#### [Consigne A]
Traduisez en anglais cette phrase du texte sur le cake aux fruits confits : « Il y a de ces recettes immuables que l’on connaît tous. »
#### [Consigne B]
Dans le texte sur le cake aux fruits confits, remplacez "Mémé" par "Grand-mère" et réécrivez le passage depuis "Il y a de ces" jusqu’à "confits de Mémé." inclus.

#### [Extrait de page]
☆ ☆ ☆ ☆ ☆ ☆ ☆
Il y a de ces
recettes immuables que l’on connaît tous.
La blanquette
de veau de maman, le quatre quarts de Tatie Francine.
Ou le cake
aux fruits confits de Mémé.
Ah celui-là
tout un poème, parce que généralement enfant, on n’aime pas les fruits confits,
on les trie…
Ado, on aime
que ce qui est industriel, donc plus y a de graisses trans et de fruits qui n’ont
de fruits que le nom mieux c’est (merci Papi B. et le colorant E280)
Et puis
adulte, une fois qu’on s’est entêté à ré-apprivoiser la bête, on ne peut plus s’en
passer, comme avec cette très belle recette de Cakes in the city, puisque les
classiques y a que ça de vrai.
Mais vous le
savez aussi bien que moi, pour un esprit retors, « immuable » c’est
comme un gros mot.
C’est une
invitation délicate à ruer dans les brancards, à dire « non » juste
pour le plaisir immense de savourer les délices de la contradiction, bref « immuable »
c’est fait pour être secoué dans tous les sens (merci Dr Freud).
Et puis d’abord
qui c’est qui a dit que les cakes on ne devait les faire qu’avec de la levure
chimique ?
Bon à part
Escoffier, Hermé, Felder, Michalak et tous les autres qui ?
Hein ?
Ben d’abord,
non.
Si on a
envie, le cake on le fait avec de la levure de boulanger, même que s’il veut, il
peut se prendre pour une brioche, moi ça m’est égal, ça sert juste à prouver que
même dans le trou perdu de votre lieu de villégiature d’été, dans le joli petit
gîte 3 épis que vous aurez trouvé où il n’y aura pas la Grande Epicerie à côté,
votre côté Mac Gyver moderne mais policé ravira vos chérubins : pas de
levure chimique, mon chéri, point d’inquiétude, pars en quête d’une boulangerie
et je t’apprêterai ton cake aux fruits confits (il parle bien Mac hein ?)
☆ ☆ ☆ ☆ ☆ ☆ ☆
#### [Données fournies]
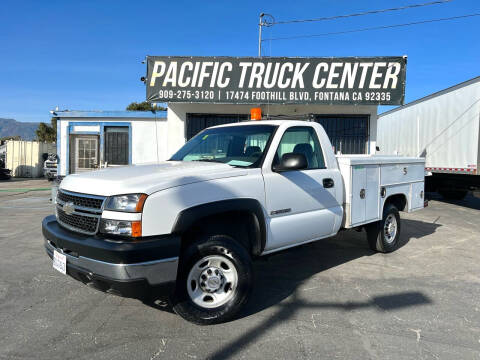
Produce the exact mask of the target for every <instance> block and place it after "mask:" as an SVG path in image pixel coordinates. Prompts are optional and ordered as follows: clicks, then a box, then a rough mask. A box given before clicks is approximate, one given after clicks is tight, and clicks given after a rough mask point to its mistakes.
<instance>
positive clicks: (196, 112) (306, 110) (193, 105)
mask: <svg viewBox="0 0 480 360" xmlns="http://www.w3.org/2000/svg"><path fill="white" fill-rule="evenodd" d="M255 106H256V105H226V104H183V103H170V104H169V105H168V115H167V117H168V147H167V156H168V157H169V156H171V155H172V154H174V153H175V151H177V150H178V148H180V146H182V145H183V144H184V143H185V141H186V126H185V125H186V119H187V113H209V114H250V109H251V108H252V107H255ZM260 107H261V108H262V113H263V114H264V115H267V114H269V115H295V116H296V115H302V114H339V115H369V116H370V144H369V152H370V153H375V146H376V135H377V106H368V105H367V106H350V105H262V106H260Z"/></svg>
☆ ☆ ☆ ☆ ☆ ☆ ☆
#### [Solution rédigée A]
There are those unchanging recipes that we all know.

#### [Solution rédigée B]
Il y a de ces
recettes immuables que l’on connaît tous.
La blanquette
de veau de maman, le quatre quarts de Tatie Francine.
Ou le cake
aux fruits confits de Grand-mère.